Written instruction » Turn the data below into a Markdown table with the columns Row and Line, giving each line a row number and skipping any blank lines. Begin at the line that contains "Practice step: pin every instance of the double" and stop after the line that contains "[(97, 258)]".

Material for the task »
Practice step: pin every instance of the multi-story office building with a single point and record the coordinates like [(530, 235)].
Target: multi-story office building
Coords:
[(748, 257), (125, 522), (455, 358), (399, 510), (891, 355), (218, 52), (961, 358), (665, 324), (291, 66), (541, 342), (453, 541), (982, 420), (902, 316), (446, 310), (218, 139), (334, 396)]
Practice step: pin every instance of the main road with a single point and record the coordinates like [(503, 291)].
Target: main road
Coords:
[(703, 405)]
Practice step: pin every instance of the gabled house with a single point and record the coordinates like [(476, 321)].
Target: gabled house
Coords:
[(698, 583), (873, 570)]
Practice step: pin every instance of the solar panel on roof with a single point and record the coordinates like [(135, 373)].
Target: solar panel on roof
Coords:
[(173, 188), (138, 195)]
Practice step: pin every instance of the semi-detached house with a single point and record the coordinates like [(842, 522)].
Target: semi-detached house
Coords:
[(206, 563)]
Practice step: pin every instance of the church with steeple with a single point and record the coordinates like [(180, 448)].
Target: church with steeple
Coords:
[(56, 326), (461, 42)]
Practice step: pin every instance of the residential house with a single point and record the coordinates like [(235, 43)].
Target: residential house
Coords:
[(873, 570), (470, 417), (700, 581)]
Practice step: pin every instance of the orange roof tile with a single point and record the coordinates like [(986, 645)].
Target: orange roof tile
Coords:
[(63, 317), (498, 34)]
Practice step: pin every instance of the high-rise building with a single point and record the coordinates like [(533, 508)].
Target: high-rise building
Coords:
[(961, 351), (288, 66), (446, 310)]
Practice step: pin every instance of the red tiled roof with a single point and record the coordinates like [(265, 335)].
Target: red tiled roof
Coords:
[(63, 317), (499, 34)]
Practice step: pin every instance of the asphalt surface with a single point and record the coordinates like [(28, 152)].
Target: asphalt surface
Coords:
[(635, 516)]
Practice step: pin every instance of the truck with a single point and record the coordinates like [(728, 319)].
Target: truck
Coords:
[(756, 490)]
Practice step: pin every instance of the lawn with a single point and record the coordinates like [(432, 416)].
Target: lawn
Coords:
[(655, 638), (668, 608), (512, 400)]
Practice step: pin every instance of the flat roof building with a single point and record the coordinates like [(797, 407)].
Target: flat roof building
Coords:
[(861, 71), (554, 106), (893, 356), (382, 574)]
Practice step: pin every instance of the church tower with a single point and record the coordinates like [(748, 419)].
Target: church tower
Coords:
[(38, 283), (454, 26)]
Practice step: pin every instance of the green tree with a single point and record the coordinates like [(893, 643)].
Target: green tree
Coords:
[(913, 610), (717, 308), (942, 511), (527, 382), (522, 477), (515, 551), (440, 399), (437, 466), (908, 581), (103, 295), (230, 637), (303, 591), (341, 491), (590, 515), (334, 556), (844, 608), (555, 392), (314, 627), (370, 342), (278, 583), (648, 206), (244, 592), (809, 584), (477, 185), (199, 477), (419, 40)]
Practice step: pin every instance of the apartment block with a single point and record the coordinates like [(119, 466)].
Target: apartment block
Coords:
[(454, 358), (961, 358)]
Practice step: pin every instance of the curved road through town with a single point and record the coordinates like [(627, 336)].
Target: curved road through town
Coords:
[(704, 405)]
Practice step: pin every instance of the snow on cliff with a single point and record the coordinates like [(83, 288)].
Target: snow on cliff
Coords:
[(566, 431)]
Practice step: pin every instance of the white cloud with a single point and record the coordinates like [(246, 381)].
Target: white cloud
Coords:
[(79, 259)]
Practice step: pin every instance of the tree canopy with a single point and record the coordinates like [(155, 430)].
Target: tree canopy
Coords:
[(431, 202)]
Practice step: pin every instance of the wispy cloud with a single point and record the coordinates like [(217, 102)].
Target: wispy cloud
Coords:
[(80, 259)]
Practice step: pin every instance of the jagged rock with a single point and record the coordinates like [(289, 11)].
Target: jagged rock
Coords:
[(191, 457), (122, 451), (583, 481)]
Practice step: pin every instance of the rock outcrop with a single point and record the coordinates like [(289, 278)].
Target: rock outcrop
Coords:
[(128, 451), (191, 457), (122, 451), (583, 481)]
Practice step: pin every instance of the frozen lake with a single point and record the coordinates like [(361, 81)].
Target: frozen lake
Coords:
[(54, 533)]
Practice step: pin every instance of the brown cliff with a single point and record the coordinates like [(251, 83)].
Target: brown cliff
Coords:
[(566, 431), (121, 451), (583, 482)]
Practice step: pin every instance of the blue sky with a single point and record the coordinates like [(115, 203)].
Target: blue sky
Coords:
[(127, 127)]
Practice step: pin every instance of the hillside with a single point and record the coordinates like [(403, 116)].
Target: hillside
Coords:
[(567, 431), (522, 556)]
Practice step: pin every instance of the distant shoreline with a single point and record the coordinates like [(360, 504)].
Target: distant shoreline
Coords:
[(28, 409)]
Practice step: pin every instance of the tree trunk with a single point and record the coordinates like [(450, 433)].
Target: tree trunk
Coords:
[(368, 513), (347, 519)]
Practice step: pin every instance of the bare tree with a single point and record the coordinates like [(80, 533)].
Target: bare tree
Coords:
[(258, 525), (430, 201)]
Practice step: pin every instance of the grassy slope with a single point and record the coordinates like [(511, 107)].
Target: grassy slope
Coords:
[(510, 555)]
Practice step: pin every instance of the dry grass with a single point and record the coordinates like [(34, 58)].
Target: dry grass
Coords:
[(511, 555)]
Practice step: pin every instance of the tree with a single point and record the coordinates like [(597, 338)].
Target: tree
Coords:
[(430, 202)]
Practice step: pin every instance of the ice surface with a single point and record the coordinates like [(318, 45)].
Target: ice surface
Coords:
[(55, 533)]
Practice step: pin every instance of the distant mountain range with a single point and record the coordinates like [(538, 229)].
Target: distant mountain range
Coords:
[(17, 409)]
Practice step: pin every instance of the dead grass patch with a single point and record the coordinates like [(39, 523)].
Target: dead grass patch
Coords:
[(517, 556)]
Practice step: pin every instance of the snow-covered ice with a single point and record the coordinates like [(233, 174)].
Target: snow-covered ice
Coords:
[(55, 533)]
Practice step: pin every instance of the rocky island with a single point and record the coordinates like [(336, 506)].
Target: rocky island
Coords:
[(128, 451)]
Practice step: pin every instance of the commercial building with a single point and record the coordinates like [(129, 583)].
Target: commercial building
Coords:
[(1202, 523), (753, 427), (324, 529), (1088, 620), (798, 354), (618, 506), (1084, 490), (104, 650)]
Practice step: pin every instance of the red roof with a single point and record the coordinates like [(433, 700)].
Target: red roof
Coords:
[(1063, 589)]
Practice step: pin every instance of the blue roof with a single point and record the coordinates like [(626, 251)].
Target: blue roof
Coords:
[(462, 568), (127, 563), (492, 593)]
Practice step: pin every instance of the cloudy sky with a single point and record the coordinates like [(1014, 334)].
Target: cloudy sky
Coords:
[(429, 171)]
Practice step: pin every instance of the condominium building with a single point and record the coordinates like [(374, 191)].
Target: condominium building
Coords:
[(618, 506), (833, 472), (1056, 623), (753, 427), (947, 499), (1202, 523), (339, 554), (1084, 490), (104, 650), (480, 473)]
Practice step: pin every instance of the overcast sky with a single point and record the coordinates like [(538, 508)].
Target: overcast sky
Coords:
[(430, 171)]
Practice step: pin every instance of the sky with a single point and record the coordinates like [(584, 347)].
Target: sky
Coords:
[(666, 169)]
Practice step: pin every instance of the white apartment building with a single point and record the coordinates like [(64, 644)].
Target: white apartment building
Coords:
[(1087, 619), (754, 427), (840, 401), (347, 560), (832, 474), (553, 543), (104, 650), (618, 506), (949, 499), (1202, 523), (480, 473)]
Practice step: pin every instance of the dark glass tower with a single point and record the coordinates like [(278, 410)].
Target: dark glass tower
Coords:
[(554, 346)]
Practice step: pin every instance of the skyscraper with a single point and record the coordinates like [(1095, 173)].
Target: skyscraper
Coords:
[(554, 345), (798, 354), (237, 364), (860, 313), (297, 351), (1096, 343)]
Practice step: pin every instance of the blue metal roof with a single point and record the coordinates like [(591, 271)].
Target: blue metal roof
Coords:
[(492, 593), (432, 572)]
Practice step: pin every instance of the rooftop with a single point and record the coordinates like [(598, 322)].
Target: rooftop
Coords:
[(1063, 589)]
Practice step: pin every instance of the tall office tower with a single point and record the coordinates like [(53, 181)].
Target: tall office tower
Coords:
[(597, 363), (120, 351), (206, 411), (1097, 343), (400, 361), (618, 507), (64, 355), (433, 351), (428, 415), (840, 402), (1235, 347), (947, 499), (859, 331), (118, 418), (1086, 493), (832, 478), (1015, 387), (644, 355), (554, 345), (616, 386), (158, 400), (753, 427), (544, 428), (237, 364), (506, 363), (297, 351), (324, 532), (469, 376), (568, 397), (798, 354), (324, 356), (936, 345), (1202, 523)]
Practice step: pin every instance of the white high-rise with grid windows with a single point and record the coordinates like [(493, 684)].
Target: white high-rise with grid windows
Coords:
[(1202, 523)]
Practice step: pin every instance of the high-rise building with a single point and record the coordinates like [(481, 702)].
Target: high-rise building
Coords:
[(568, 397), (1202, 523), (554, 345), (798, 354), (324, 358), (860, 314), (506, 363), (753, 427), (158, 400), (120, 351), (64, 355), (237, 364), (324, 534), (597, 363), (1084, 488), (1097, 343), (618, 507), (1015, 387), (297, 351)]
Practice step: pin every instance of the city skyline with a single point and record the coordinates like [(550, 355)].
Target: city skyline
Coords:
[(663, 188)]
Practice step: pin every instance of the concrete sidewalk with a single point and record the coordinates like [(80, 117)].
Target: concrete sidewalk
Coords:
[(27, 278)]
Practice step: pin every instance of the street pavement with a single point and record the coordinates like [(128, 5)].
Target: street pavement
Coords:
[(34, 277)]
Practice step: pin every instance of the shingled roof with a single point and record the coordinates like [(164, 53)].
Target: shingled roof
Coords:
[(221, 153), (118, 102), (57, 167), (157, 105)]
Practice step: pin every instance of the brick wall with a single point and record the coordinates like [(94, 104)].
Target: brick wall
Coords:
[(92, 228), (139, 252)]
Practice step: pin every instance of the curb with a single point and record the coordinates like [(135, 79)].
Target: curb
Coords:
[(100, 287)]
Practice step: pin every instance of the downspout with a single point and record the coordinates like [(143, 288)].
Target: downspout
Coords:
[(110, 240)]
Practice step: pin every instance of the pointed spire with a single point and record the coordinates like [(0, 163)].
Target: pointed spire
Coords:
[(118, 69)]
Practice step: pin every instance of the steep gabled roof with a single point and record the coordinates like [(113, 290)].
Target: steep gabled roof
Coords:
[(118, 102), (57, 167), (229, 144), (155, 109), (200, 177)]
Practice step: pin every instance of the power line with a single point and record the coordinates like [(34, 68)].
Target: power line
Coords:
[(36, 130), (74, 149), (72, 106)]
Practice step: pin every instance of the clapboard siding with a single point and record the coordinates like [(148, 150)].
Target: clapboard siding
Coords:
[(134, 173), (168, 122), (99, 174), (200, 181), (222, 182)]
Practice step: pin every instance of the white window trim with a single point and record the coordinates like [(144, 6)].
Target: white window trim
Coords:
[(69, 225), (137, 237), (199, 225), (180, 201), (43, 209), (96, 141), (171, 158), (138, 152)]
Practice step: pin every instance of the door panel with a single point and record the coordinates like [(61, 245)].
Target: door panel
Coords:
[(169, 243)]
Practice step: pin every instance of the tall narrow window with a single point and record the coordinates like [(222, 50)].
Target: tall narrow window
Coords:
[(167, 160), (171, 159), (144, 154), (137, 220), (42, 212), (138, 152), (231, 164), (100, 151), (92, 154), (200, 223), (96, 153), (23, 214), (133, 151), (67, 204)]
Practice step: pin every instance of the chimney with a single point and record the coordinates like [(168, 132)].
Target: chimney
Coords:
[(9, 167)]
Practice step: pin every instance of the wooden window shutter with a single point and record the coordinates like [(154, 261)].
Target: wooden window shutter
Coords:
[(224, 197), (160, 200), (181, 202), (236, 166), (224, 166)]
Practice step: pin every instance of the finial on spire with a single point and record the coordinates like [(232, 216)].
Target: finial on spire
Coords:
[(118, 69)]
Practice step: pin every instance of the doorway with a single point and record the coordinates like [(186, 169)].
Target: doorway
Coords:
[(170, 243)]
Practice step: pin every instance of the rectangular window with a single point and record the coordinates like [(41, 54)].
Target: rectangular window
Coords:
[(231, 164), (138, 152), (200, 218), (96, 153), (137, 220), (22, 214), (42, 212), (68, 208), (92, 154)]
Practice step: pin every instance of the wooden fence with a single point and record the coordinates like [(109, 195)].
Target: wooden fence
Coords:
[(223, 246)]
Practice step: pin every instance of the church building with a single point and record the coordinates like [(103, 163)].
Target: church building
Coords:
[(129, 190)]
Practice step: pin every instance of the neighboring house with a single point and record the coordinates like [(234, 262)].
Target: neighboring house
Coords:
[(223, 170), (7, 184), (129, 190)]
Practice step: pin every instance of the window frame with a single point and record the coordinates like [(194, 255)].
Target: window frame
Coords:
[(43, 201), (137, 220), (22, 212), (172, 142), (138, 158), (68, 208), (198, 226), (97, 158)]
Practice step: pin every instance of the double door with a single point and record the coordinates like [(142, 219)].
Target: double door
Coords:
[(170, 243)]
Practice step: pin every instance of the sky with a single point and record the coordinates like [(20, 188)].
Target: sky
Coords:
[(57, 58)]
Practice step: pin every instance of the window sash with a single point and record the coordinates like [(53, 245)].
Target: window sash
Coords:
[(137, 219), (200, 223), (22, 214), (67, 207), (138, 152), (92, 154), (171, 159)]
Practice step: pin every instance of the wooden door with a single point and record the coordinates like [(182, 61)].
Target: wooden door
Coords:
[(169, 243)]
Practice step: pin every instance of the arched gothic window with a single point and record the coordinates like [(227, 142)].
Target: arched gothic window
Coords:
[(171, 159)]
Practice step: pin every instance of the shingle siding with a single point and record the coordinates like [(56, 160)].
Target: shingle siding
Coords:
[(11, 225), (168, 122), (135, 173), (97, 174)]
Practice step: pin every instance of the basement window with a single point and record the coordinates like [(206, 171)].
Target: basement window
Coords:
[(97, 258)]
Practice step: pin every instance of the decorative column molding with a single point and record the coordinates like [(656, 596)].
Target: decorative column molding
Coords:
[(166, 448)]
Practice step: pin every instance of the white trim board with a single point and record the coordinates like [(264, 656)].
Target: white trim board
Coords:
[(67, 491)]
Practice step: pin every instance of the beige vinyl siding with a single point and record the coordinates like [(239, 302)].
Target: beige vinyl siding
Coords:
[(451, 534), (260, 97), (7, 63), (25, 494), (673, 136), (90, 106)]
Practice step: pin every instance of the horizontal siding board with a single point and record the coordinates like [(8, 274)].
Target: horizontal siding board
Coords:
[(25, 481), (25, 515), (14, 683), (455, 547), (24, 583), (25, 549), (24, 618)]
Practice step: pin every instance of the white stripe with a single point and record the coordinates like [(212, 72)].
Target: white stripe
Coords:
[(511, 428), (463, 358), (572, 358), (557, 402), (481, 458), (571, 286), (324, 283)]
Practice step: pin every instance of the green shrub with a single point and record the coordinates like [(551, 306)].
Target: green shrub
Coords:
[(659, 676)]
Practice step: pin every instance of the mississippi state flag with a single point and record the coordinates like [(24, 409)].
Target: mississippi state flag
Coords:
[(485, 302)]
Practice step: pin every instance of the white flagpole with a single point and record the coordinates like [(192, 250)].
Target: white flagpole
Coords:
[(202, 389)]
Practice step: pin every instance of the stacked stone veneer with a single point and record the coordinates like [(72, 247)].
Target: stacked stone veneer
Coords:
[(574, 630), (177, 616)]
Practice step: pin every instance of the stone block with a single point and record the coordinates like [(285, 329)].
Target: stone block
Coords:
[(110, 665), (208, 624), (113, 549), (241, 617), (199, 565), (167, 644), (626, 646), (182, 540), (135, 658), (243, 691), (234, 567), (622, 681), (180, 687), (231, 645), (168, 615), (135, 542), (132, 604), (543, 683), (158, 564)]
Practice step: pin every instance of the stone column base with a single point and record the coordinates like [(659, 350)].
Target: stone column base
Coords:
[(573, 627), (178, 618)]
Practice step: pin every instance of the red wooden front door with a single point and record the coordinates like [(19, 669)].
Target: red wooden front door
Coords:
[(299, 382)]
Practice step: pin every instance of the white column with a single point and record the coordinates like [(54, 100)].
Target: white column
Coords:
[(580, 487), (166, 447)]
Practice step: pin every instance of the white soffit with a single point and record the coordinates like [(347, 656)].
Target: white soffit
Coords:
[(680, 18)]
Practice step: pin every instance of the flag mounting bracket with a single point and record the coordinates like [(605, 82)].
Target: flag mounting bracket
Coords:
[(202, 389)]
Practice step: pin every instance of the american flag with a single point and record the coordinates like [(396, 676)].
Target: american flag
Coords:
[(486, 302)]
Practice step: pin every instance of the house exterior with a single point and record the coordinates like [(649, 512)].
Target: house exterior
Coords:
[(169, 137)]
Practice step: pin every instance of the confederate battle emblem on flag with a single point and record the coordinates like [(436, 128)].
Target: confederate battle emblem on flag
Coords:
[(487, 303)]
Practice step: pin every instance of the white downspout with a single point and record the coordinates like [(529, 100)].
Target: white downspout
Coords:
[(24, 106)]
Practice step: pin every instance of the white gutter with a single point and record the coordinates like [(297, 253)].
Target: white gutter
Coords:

Solution below »
| Row | Line |
|---|---|
| 1 | Practice step: pin every instance of the double door with a single point and record the coordinates like [(142, 219)]. |
| 2 | Target: double door |
| 3 | Coords: |
| 4 | [(170, 243)] |
| 5 | Practice step: pin every instance of the sky with a single point and record the coordinates like [(20, 188)]. |
| 6 | Target: sky |
| 7 | Coords: |
| 8 | [(57, 58)] |
| 9 | Practice step: pin every instance of the window sash with a single point and record the coordinates like [(53, 245)]. |
| 10 | Target: window sash |
| 11 | Coords: |
| 12 | [(137, 219), (200, 223), (22, 214), (67, 207), (138, 152), (92, 154), (171, 159)] |
| 13 | Practice step: pin every instance of the wooden door with a single point and record the coordinates like [(182, 61)]. |
| 14 | Target: wooden door |
| 15 | Coords: |
| 16 | [(169, 243)] |
| 17 | Practice step: pin every instance of the arched gothic window with a single point and record the coordinates like [(227, 142)]. |
| 18 | Target: arched gothic window |
| 19 | Coords: |
| 20 | [(171, 159)] |
| 21 | Practice step: pin every instance of the shingle siding with a single point and record the coordinates like [(56, 160)]. |
| 22 | Target: shingle siding |
| 23 | Coords: |
| 24 | [(11, 225), (168, 122), (135, 173), (97, 174)] |
| 25 | Practice step: pin every instance of the basement window with a single point and record the coordinates like [(206, 171)]. |
| 26 | Target: basement window |
| 27 | Coords: |
| 28 | [(97, 258)] |